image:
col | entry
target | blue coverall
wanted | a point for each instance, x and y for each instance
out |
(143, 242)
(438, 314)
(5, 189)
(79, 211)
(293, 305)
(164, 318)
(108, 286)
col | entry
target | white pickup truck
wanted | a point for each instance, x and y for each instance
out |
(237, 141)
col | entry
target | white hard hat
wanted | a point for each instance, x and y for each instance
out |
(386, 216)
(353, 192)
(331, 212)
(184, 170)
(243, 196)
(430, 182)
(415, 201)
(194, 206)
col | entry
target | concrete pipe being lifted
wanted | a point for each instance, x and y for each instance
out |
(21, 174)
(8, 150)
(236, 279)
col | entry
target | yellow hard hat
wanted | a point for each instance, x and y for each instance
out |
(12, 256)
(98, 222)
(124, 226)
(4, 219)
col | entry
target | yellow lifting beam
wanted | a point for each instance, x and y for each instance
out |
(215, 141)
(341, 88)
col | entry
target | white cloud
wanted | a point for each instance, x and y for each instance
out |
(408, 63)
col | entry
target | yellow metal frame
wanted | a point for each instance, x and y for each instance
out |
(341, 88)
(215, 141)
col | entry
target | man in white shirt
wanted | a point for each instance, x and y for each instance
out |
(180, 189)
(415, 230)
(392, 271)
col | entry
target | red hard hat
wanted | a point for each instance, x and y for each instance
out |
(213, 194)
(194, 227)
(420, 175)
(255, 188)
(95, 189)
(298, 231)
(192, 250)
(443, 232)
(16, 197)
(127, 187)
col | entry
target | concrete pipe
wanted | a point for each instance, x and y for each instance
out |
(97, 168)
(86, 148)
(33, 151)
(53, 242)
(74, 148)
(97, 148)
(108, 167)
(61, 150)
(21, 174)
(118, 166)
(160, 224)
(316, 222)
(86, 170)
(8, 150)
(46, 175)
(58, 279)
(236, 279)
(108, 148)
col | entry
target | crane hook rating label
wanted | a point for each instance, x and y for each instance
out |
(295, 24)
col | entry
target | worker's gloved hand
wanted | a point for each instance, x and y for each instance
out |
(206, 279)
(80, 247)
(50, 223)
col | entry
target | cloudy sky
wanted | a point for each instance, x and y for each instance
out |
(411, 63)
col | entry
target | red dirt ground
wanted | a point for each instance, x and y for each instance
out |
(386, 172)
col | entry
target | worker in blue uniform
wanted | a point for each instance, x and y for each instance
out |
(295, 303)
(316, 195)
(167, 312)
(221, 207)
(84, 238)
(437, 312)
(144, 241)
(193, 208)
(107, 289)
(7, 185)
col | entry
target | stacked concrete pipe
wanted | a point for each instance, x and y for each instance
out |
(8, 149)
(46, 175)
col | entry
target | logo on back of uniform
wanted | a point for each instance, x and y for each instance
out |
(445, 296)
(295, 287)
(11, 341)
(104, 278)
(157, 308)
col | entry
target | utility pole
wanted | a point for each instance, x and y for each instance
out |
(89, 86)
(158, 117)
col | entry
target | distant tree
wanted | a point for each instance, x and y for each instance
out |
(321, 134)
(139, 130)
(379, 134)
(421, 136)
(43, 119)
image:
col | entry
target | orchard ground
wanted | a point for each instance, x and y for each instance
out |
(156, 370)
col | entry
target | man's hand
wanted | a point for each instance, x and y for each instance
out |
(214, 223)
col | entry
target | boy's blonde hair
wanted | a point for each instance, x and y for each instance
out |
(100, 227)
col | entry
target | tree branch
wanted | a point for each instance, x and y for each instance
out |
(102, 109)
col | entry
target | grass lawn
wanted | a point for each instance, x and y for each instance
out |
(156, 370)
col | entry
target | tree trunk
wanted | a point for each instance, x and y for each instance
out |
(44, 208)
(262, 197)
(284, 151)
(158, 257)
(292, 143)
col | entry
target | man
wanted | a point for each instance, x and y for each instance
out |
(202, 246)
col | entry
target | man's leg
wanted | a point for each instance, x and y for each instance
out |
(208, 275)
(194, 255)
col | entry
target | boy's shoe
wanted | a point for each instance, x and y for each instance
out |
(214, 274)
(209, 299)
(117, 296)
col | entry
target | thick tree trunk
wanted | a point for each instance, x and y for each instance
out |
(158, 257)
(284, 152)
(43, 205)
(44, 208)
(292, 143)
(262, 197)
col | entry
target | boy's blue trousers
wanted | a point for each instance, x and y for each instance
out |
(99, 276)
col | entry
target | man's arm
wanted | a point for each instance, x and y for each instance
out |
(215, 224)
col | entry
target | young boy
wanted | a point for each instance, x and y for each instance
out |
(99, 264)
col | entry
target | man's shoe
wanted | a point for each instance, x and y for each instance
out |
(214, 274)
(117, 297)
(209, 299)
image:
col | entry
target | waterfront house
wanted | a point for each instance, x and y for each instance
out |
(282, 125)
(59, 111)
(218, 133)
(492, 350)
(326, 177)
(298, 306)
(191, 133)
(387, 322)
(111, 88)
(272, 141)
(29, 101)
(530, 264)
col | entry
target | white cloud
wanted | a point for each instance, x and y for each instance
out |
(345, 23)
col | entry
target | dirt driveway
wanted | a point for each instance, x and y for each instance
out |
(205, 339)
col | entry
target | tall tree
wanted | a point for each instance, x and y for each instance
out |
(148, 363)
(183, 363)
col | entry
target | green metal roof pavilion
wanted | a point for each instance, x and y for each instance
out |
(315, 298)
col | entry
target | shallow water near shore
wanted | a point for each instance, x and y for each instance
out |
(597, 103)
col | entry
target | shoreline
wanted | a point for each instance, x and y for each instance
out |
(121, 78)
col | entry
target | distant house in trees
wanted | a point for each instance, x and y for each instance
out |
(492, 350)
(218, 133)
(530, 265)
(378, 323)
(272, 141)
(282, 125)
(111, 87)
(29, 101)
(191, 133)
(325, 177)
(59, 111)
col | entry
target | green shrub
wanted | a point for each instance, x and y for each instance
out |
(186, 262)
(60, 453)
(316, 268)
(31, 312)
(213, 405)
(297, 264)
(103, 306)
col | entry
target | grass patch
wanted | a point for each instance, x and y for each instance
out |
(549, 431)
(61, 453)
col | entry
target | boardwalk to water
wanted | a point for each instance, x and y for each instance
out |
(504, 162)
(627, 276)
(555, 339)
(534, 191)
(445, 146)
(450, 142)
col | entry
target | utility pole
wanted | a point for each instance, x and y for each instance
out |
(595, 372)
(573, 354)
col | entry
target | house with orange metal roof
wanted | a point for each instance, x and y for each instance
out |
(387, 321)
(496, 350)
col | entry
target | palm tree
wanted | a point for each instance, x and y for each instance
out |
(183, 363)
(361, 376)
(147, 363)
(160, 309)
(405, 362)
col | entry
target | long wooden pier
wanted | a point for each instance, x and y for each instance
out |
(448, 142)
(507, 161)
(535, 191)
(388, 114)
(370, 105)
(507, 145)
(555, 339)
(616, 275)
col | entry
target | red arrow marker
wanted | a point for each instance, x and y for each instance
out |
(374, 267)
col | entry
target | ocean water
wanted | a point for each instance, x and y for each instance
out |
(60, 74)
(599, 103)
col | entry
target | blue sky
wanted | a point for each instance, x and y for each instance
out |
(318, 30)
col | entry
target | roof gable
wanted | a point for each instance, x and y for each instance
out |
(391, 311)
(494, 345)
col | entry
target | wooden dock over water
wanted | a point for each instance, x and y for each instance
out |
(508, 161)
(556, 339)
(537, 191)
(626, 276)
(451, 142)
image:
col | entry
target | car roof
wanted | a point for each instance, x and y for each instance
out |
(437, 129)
==*==
• **WHAT TO PRODUCE**
Once you have found every line above holding the word "distant", copy those lines.

• **COMPLETED TASK**
target | distant tree
target | distant house in trees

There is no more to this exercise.